==== Input for this task
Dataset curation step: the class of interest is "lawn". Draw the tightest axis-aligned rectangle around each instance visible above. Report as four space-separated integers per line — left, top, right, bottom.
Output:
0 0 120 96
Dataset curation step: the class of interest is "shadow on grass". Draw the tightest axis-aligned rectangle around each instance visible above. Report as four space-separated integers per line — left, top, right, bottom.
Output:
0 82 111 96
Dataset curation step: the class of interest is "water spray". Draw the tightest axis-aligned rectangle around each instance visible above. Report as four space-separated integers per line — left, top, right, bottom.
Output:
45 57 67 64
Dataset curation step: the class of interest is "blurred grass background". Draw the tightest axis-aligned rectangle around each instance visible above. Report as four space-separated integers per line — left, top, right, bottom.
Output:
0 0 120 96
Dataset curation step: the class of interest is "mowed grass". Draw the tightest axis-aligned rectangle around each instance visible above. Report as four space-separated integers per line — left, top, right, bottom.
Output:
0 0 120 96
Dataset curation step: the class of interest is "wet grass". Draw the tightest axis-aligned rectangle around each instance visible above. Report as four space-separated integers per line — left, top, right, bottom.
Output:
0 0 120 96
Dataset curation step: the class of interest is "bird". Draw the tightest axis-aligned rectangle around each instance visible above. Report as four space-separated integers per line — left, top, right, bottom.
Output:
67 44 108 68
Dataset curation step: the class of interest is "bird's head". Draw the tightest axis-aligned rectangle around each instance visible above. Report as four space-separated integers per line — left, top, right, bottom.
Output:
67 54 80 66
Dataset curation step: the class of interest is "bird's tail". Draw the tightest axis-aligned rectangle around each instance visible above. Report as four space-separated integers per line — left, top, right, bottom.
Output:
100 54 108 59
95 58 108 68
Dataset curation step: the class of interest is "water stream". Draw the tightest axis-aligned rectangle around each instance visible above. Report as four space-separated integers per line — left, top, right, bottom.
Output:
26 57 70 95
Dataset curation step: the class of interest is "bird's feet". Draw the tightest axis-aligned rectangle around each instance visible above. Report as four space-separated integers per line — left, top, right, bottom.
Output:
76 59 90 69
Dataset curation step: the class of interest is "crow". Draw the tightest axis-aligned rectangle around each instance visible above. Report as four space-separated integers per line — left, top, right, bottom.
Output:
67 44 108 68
========
§ **Try it**
Please give the listing again exactly, line for line.

§ **Response to the task**
Dataset curation step: the class of interest is "lawn". Draw the tightest axis-aligned rectangle around each instance visible above. Report as four space-separated integers per line — left, top, right, bottom.
Output:
0 0 120 96
Dataset curation step: the class of interest is "shadow on grass". Draw the tightest axis-aligned rectangle around each instance visible above. Report as four space-separated integers per line — left, top, right, bottom.
Output:
0 82 111 96
Dataset curation step: the class of interest is "water spray". Draw the tightest axis-aligned rectangle around each instance visible above. Report as four space-separated integers per line — left, top, right, bottom.
Output:
45 57 67 64
Dataset curation step: the class of interest is "blurred grass background". Draw the tightest axis-aligned rectangle around each instance visible above. Report as four space-separated integers per line — left, top, right, bottom.
Output:
0 0 120 96
Dataset curation step: the class of interest is "mowed grass". Draw the tightest axis-aligned rectangle around each instance visible above. Report as four space-separated integers per line — left, top, right, bottom.
Output:
0 0 120 96
Dataset curation step: the class of interest is "wet grass". Draw the tightest axis-aligned rectangle around each instance visible above. Report as four space-separated integers per line — left, top, right, bottom.
Output:
0 0 120 96
Dataset curation step: the class of interest is "bird". Draw the tightest axis-aligned rectangle around each instance visible above. Report as four space-separated integers per line — left, top, right, bottom.
Output:
67 44 108 68
Dataset curation step: the class of interest is "bird's head". Draw the tightest axis-aligned rectangle around each instance visible above. Report as four space-separated integers per line — left, top, right, bottom.
Output:
67 54 80 66
Dataset curation step: the class of interest is "bird's tail". Draw the tightest axis-aligned rectangle around each instance visible above. Report as four space-separated integers per line — left, top, right, bottom.
Output:
100 54 108 59
95 58 108 68
Dataset curation step: the class of interest is "water stream". Draw the tightest axis-aligned rectangle around each instance visible above. Report as four space-separated integers per line — left, top, right, bottom.
Output:
26 57 70 95
Dataset curation step: the class of interest is "bird's feet". Draw the tightest axis-aligned rectangle around each instance visible above. Report as four space-separated integers per line — left, top, right, bottom.
Output:
76 59 90 69
Dataset curation step: the class of interest is "crow". Draw the tightest axis-aligned rectangle around each instance visible above. Report as four space-separated integers per line — left, top, right, bottom.
Output:
67 44 108 68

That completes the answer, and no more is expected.